Stated exercise: Every line of the material that follows must be printed again exactly.
_____
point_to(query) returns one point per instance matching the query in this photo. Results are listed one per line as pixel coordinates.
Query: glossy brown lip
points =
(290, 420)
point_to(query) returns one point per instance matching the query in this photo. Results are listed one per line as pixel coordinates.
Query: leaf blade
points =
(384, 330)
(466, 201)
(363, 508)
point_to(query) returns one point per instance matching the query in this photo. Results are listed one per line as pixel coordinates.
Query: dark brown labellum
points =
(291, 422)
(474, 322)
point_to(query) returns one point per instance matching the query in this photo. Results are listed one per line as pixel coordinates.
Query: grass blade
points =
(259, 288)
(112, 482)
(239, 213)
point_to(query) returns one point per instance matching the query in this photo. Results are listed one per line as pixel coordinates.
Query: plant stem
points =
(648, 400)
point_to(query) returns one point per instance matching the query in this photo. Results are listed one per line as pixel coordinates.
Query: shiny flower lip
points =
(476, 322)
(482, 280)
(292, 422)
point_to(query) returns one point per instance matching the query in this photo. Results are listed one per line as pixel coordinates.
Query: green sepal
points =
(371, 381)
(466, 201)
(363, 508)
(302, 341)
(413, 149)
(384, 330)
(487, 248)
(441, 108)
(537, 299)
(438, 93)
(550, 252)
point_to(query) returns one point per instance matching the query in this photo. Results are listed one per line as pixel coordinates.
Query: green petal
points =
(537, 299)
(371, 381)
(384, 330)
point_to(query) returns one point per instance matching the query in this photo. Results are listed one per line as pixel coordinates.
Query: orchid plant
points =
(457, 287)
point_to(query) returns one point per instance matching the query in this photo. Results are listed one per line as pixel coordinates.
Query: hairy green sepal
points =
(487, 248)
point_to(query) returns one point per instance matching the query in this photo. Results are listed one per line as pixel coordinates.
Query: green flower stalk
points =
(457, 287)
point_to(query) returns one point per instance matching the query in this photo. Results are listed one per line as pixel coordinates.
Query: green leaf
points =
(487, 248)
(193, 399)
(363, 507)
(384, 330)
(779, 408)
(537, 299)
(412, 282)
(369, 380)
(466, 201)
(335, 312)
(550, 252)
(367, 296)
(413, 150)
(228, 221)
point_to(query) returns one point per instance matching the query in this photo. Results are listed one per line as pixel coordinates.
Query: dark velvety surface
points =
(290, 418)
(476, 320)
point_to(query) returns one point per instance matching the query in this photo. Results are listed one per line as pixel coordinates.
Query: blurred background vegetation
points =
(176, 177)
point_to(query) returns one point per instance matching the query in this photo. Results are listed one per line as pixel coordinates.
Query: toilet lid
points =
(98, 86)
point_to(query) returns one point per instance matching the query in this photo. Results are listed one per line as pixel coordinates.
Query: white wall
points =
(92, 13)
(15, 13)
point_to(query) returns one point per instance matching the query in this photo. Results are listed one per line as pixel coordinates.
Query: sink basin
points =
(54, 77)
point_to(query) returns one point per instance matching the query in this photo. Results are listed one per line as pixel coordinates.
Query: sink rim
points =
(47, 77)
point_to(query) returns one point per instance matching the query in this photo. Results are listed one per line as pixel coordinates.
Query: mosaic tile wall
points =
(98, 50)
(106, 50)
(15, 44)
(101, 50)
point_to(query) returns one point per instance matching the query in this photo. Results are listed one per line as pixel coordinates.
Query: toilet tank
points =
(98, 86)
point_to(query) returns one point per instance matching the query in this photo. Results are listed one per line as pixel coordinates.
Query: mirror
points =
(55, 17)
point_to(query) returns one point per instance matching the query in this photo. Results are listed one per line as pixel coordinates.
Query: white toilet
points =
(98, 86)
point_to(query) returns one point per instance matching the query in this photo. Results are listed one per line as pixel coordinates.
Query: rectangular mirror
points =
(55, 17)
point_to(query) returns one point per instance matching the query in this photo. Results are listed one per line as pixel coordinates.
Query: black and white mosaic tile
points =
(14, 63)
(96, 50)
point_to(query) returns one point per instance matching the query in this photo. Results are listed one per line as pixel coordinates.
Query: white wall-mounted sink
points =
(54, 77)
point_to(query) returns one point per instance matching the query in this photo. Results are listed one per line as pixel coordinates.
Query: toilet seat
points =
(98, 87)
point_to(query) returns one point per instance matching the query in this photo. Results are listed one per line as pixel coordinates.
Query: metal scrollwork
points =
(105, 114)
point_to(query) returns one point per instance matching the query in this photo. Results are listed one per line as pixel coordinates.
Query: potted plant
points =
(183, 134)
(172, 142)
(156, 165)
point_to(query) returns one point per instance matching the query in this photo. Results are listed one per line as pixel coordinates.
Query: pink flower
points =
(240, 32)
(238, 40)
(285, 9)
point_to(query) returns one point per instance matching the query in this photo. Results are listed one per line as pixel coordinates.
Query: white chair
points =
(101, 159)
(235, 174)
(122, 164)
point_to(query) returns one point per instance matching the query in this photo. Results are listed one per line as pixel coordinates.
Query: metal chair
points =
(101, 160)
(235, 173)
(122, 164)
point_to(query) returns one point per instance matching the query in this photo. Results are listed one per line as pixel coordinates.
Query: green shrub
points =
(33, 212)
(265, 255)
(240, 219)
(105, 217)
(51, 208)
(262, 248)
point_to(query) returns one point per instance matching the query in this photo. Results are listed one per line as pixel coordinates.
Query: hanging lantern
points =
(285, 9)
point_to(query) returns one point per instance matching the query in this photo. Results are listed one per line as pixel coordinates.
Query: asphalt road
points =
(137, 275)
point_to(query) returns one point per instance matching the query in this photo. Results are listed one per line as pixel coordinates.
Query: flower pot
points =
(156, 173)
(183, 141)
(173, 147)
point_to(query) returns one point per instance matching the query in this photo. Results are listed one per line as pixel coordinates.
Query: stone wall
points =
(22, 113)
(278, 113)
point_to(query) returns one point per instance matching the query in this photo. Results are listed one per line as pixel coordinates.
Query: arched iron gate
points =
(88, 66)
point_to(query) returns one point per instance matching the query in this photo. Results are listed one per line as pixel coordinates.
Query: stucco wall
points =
_____
Answer below:
point_to(query) returns one point per instance matching the query in this photo. Results are listed one per line as pixel coordinates.
Query: glossy brown lip
points =
(290, 420)
point_to(query) returns one point per instance matching the query in this photo. Results are listed one per line as pixel coordinates.
Query: leaf blade
points =
(384, 330)
(466, 201)
(363, 508)
point_to(query) returns one point per instance matching the query in this photo. Results are listed one per line as pixel coordinates.
Query: dark brown labellum
points =
(291, 422)
(474, 322)
point_to(query) returns one point per instance matching the query in this photo. Results are listed one per line as pixel coordinates.
Query: grass blade
points =
(259, 288)
(112, 482)
(239, 213)
point_to(query) returns one point per instance matching the query in this photo. Results are listed one per line as pixel coordinates.
Query: plant stem
points =
(648, 400)
point_to(query) returns one point per instance matching the query in this photo. Results are listed one per line as pixel coordinates.
Query: shiny flower lip
points =
(476, 322)
(482, 280)
(292, 422)
point_to(query) returns one point per instance matching the query in this photo. Results are listed one per line as pixel coordinates.
Query: green sepal
points =
(371, 381)
(466, 201)
(363, 508)
(302, 341)
(413, 149)
(384, 330)
(487, 248)
(441, 108)
(537, 299)
(438, 93)
(550, 252)
point_to(query) returns one point per instance matching the query in this photo. Results are listed one per line as pixel coordinates.
Query: green petal
points =
(537, 299)
(371, 381)
(384, 330)
point_to(query) returns one point per instance matching the query in this photo. Results are listed one per line as pixel coordinates.
Query: orchid plant
points =
(457, 287)
point_to(query) returns one point per instance matching the query in this photo. Results are listed one per line as pixel coordinates.
Query: hairy green sepal
points =
(487, 248)
point_to(query) returns one point per instance matching the query in this photo. Results are listed one per line as pixel coordinates.
Query: green flower stalk
points =
(457, 287)
point_to(query) returns one point per instance matching the query in this photo. Results are listed one per line as pixel coordinates.
Query: green leaf
points =
(487, 248)
(193, 399)
(363, 507)
(384, 330)
(779, 408)
(537, 299)
(412, 282)
(369, 380)
(466, 201)
(335, 312)
(550, 252)
(367, 296)
(413, 150)
(228, 221)
point_to(query) returns one point per instance matching the query in this photo. Results are listed one per line as pixel coordinates.
Query: dark velvety surface
points =
(290, 418)
(476, 320)
point_to(query) returns one point per instance matching the query in this photo. Results are listed one per line as pixel coordinates.
Query: blurred background vegetation
points =
(176, 177)
point_to(query) returns one point per instance matching the query in this photo. Results are listed one per line as pixel coordinates.
Query: toilet lid
points =
(98, 86)
point_to(query) returns one point per instance matching the query in this photo. Results are listed one per line as pixel coordinates.
Query: white wall
points =
(92, 13)
(15, 13)
point_to(query) returns one point per instance matching the query in this photo. Results are listed one per line as pixel coordinates.
Query: sink basin
points =
(54, 77)
point_to(query) returns one point per instance matching the query in this photo. Results are listed one per line as pixel coordinates.
Query: sink rim
points =
(47, 77)
point_to(query) returns one point per instance matching the query in this photo. Results are listed one per line as pixel coordinates.
Query: mosaic tile wall
points =
(98, 50)
(106, 50)
(15, 44)
(101, 50)
point_to(query) returns one point per instance matching the query in this photo. Results are listed one per line as pixel coordinates.
Query: toilet tank
points =
(98, 86)
point_to(query) returns one point per instance matching the query in this photo. Results are listed one per line as pixel coordinates.
Query: mirror
points =
(55, 17)
point_to(query) returns one point per instance matching the query in this photo. Results are listed one per line as pixel coordinates.
Query: white toilet
points =
(98, 86)
point_to(query) returns one point per instance matching the query in this photo. Results are listed one per line as pixel coordinates.
Query: rectangular mirror
points =
(55, 17)
point_to(query) returns one point per instance matching the query in this photo. Results are listed one per line as pixel coordinates.
Query: black and white mosaic tile
points =
(14, 63)
(96, 50)
point_to(query) returns one point per instance matching the query in this photo. Results are listed one per line as pixel coordinates.
Query: white wall-mounted sink
points =
(54, 77)
point_to(query) returns one point per instance matching the query in this photo. Results are listed one per line as pixel coordinates.
Query: toilet seat
points =
(98, 87)
point_to(query) returns one point per instance matching the query in this photo. Results are listed one per line as pixel coordinates.
Query: metal scrollwork
points =
(105, 114)
point_to(query) returns one point per instance matching the query in this photo. Results are listed one per line as pixel coordinates.
Query: potted plant
points =
(183, 134)
(172, 142)
(156, 165)
point_to(query) returns one point per instance matching the query in this photo. Results are listed one per line as pixel coordinates.
Query: pink flower
points =
(240, 32)
(238, 40)
(285, 9)
point_to(query) returns one point per instance matching the query in this photo. Results are listed one per line as pixel coordinates.
Query: white chair
points =
(101, 159)
(235, 174)
(122, 164)
point_to(query) returns one point per instance matching the query in this photo. Results are listed one per line as pixel coordinates.
Query: metal chair
points =
(101, 160)
(235, 173)
(122, 164)
point_to(query) returns one point per instance matching the query in this photo. Results are listed one per line as pixel coordinates.
Query: green shrub
points =
(33, 212)
(265, 255)
(240, 219)
(105, 217)
(51, 208)
(262, 248)
point_to(query) returns one point per instance matching the query in this photo. Results are listed one per line as pixel coordinates.
Query: hanging lantern
points =
(285, 9)
point_to(query) returns one point per instance matching the query in this photo. Results are listed one per line as pixel coordinates.
Query: asphalt road
points =
(137, 275)
point_to(query) returns one point per instance matching the query in this photo. Results are listed one per line as pixel coordinates.
Query: flower pot
points =
(156, 173)
(183, 141)
(173, 147)
point_to(query) returns one point per instance matching the query in this photo. Results are listed one per line as pixel coordinates.
Query: stone wall
points =
(22, 113)
(278, 113)
point_to(query) returns one point per instance matching the query in this photo. Results are listed one per line as pixel coordinates.
Query: arched iron gate
points =
(88, 66)
point_to(query) returns one point per instance matching the query in this photo. Results are listed one per line as pixel coordinates.
Query: stucco wall
points =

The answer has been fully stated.